━━ Страница
Когда в 1817 году в Петербурге делалась приготовления для приема прусской принцессы Шарлотты, нареченной тогда невесты великого князя (впоследствии императора) Николая Павловича, в Аничковом дворце, где должна была жить будущая чета, работы кипели, и между прочим, в одной зале усердно хлопотал старик-тараканщик, обильно рассыпавший свой специальный порошок по щелям и углам. Вдруг приехал великий князь, нареченный жених, чтобы осведомиться о результатах работ. Проходя по той залe, где развивал свою деятельность старик, занимающийся специально истреблением равных комнатных насекомых, его высочество, обращаясь к старику, спросил его: – «Ну, а ты, старик, что тут делаешь»? – «Прусаков, ваше имп. высочество, выгоняю». – «Э! зачем их гнать прусаков-то, – рассмеялся великий князь, – Ведь я сам на прусачке женюсь».
* * *
Один из известных и знаменитых людей конца ХVIII и начала XIX столетия, Александр Федорович Лабзин был вице-президентом Aкадемии Художеств, в одном из заседаний которой несколько лиц вздумали предлагать к избранию в члены Академии графа Аракчеева и графа Гурьева, вельмож-сановников, известных своим отрицательным вкусом в художествах. Лабзин при этом говорил, что Аракчеев хоть и ничего не смыслит ни в живописи, ни в скульптуре, да, по крайней мере, хоть заказывал воспитанникам Академии некоторые работы. Но Гурьев, по мнению Лабзина, решительно никакого права не имеет на звание почетного члена Академии. После многих возражений и уговариваний (как у нас всегда бывает), президент Оленин сказал наконец, что Гурьев близок к государю.
━━━━
* Цель задания:
Выведите целиком и без единого изменения приведённый выше текст с историческими анекдотами.
━━ Исходные данные
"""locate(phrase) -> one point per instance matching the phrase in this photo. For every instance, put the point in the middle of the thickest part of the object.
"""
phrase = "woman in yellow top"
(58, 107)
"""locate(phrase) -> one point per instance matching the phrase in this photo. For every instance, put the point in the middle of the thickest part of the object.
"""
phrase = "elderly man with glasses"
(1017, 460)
━━━━
* Ответ:
Когда в 1817 году в Петербурге делалась приготовления для приема прусской принцессы Шарлотты, нареченной тогда невесты великого князя (впоследствии императора) Николая Павловича, в Аничковом дворце, где должна была жить будущая чета, работы кипели, и между прочим, в одной зале усердно хлопотал старик-тараканщик, обильно рассыпавший свой специальный порошок по щелям и углам. Вдруг приехал великий князь, нареченный жених, чтобы осведомиться о результатах работ. Проходя по той залe, где развивал свою деятельность старик, занимающийся специально истреблением равных комнатных насекомых, его высочество, обращаясь к старику, спросил его: – «Ну, а ты, старик, что тут делаешь»? – «Прусаков, ваше имп. высочество, выгоняю». – «Э! зачем их гнать прусаков-то, – рассмеялся великий князь, – Ведь я сам на прусачке женюсь».
* * *
Один из известных и знаменитых людей конца ХVIII и начала XIX столетия, Александр Федорович Лабзин был вице-президентом Aкадемии Художеств, в одном из заседаний которой несколько лиц вздумали предлагать к избранию в члены Академии графа Аракчеева и графа Гурьева, вельмож-сановников, известных своим отрицательным вкусом в художествах. Лабзин при этом говорил, что Аракчеев хоть и ничего не смыслит ни в живописи, ни в скульптуре, да, по крайней мере, хоть заказывал воспитанникам Академии некоторые работы. Но Гурьев, по мнению Лабзина, решительно никакого права не имеет на звание почетного члена Академии. После многих возражений и уговариваний (как у нас всегда бывает), президент Оленин сказал наконец, что Гурьев близок к государю.